*Action item*
Beginning with the line that holds "Every instance of the teal" in the data below, give again every line through the one that holds "Every instance of the blurred green", exactly as written.

::: Provided material :::

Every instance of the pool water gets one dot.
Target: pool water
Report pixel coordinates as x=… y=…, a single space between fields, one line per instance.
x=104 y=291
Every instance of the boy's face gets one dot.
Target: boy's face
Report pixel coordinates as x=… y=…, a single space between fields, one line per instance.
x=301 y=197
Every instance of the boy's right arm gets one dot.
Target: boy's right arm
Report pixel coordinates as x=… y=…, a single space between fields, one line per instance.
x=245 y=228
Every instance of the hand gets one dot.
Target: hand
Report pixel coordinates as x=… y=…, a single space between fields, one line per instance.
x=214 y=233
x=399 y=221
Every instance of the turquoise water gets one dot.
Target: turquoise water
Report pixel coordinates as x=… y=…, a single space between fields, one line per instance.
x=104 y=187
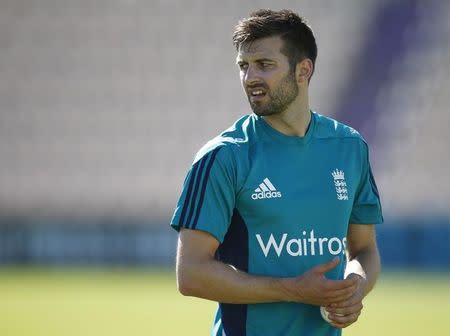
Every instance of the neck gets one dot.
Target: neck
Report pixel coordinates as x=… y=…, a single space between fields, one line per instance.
x=293 y=121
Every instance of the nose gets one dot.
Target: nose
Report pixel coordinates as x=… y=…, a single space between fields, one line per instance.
x=251 y=76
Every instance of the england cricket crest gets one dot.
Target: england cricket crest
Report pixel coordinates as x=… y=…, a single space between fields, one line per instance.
x=340 y=184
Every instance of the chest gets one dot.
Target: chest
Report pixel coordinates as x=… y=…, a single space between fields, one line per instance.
x=305 y=185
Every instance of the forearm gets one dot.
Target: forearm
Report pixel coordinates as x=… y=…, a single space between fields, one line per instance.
x=365 y=263
x=214 y=280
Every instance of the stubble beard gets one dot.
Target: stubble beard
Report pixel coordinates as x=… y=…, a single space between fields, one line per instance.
x=280 y=99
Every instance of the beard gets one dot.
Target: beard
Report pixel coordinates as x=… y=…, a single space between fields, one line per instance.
x=279 y=100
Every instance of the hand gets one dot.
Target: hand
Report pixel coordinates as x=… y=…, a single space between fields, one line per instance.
x=312 y=287
x=346 y=312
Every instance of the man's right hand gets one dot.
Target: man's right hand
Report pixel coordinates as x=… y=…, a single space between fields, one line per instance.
x=312 y=287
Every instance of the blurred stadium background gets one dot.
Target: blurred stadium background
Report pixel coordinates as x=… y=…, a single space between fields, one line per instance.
x=103 y=104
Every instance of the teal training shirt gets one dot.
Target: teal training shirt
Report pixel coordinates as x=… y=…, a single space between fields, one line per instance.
x=279 y=205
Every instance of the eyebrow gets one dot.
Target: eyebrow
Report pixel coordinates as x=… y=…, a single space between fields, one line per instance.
x=239 y=61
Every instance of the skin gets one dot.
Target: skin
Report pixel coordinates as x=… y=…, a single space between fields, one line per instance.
x=263 y=66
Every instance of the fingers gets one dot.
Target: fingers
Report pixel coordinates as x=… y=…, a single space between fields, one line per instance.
x=323 y=268
x=348 y=302
x=340 y=321
x=355 y=308
x=340 y=296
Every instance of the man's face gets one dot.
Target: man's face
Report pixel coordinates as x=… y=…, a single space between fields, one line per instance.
x=266 y=76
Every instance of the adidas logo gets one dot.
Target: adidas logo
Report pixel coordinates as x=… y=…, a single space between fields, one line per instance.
x=266 y=190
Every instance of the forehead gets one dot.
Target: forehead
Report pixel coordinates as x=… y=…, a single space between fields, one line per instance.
x=268 y=47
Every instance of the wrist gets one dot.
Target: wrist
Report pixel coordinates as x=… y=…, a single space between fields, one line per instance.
x=284 y=289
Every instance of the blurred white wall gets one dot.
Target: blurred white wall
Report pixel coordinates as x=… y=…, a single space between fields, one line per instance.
x=104 y=103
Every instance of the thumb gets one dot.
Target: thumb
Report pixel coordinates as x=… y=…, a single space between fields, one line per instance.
x=323 y=268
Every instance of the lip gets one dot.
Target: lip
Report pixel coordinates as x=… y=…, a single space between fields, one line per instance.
x=256 y=88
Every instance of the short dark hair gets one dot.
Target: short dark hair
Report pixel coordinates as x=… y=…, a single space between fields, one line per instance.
x=297 y=35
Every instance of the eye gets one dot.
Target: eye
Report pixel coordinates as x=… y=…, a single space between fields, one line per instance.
x=243 y=66
x=265 y=65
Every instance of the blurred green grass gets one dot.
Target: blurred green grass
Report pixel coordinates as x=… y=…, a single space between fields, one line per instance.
x=70 y=301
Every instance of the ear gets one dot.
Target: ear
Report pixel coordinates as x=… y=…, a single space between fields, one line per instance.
x=304 y=70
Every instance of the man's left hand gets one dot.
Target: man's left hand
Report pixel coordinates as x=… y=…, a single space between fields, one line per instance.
x=345 y=313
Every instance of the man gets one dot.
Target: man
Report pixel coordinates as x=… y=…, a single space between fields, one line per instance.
x=276 y=215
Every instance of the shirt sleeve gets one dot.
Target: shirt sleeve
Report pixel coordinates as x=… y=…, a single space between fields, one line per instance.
x=208 y=196
x=367 y=205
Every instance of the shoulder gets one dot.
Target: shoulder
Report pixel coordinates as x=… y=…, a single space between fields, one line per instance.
x=329 y=128
x=231 y=143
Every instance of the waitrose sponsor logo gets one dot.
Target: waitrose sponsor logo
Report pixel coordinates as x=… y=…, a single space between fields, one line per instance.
x=305 y=245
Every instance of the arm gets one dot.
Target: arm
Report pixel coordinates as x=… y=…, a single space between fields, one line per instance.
x=363 y=264
x=200 y=275
x=363 y=255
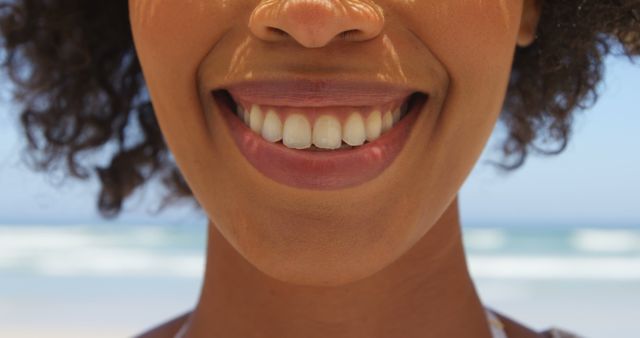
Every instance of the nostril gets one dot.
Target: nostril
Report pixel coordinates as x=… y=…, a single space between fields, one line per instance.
x=277 y=31
x=349 y=34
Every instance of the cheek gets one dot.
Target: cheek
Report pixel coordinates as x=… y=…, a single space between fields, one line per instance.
x=474 y=40
x=172 y=37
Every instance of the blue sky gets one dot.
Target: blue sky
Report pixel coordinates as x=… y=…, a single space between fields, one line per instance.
x=594 y=182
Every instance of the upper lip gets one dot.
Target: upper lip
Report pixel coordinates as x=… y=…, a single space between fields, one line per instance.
x=307 y=92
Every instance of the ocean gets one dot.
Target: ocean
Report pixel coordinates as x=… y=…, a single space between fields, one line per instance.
x=117 y=280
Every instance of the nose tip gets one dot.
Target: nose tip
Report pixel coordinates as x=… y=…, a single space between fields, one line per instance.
x=315 y=23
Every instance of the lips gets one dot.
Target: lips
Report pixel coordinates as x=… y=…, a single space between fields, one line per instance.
x=319 y=170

:::

*Solution to this problem*
Every instance of the teal training shirt gets one dot.
Target: teal training shirt
Report pixel coordinates as x=… y=…, a single space between fields, one line per instance.
x=279 y=205
Every instance of the eyebrow gets one dot.
Target: eyebrow
Report pixel coordinates as x=… y=…, a single space between fields, one line per instance.
x=239 y=61
Every instance of the skin gets one dot.
Target: skin
Report pixel coordinates as x=… y=…, a single space between fields, one line per instance.
x=263 y=66
Every instance of the fingers gets one dot.
Target: fingers
Report pixel coordinates as x=… y=…, a single space between fields, one line per instance.
x=323 y=268
x=348 y=302
x=340 y=321
x=355 y=308
x=340 y=296
Every instance of the man's face gets one dot.
Target: man's face
Report pixel coordinates as x=… y=…, a single space between fields, one line per instance.
x=266 y=76
Every instance of the adidas logo gets one dot.
Target: adidas logo
Report pixel coordinates as x=… y=…, a single space between fields, one line per instance.
x=266 y=190
Every instance of the forehead gets one dot.
Target: forehead
Report pixel coordinates as x=… y=…, a single space between fields, one line per instance.
x=268 y=47
Every instance of the wrist gets one dot.
Target: wrist
Report pixel coordinates as x=… y=…, a single space between fields, one line per instance.
x=284 y=289
Every instance of the blurred white wall gets one dot.
Target: blurred white wall
Report pixel coordinates as x=… y=…, a single space between fields, one line per instance.
x=104 y=103
Every instance of the thumb gets one dot.
Target: thumb
Report pixel coordinates as x=… y=…, a single space between fields, one line per instance.
x=323 y=268
Every instance of the lip gets one dot.
Target: lip
Report pixel coordinates as x=… y=…, a single space between fields, one line per instance.
x=256 y=88
Every instance of the short dark hair gets one dot.
Target: short dark hair
Report pixel coordinates as x=… y=…, a single space between fields, one line per instance.
x=297 y=35
Every instance of the eye gets one dot.
Target: eye
Report pixel coordinates as x=… y=…, a single space between fields, one line per instance.
x=243 y=66
x=265 y=65
Every instance of the blurred green grass gets one dot.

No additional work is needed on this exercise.